Objective: Rewrite the data below with "wildflower meadow" changed to "grassy field" and everything else kept the same. Leave out the pictures.

## Begin Material provided

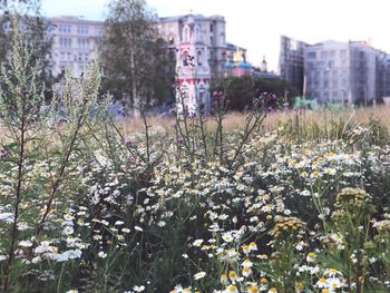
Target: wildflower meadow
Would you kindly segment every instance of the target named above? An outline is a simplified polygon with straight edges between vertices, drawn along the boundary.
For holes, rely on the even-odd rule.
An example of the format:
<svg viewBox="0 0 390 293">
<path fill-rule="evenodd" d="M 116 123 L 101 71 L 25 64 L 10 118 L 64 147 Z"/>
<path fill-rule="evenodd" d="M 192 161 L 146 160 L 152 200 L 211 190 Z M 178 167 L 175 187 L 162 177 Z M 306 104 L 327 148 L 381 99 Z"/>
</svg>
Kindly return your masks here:
<svg viewBox="0 0 390 293">
<path fill-rule="evenodd" d="M 376 117 L 264 127 L 263 92 L 235 127 L 217 100 L 209 117 L 142 113 L 125 129 L 97 64 L 50 101 L 39 70 L 17 36 L 1 68 L 1 292 L 390 292 L 390 139 Z"/>
</svg>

## End Material provided

Exercise result:
Target: grassy field
Would you kindly segment every instance of the target named above? An outline is a simplified polygon with straight edges between vertices, drawn along the boundary.
For holes, rely on the even-odd rule.
An example of the format:
<svg viewBox="0 0 390 293">
<path fill-rule="evenodd" d="M 116 123 L 101 71 L 25 64 L 10 118 L 64 147 Z"/>
<path fill-rule="evenodd" d="M 192 161 L 146 160 L 152 200 L 211 190 Z M 178 167 L 175 187 L 162 177 Z M 306 104 L 327 148 L 381 99 Z"/>
</svg>
Kindly return your masks here:
<svg viewBox="0 0 390 293">
<path fill-rule="evenodd" d="M 376 117 L 264 127 L 263 92 L 235 127 L 217 100 L 209 117 L 142 113 L 125 129 L 97 64 L 50 101 L 39 70 L 17 36 L 1 68 L 1 292 L 390 292 L 390 139 Z"/>
</svg>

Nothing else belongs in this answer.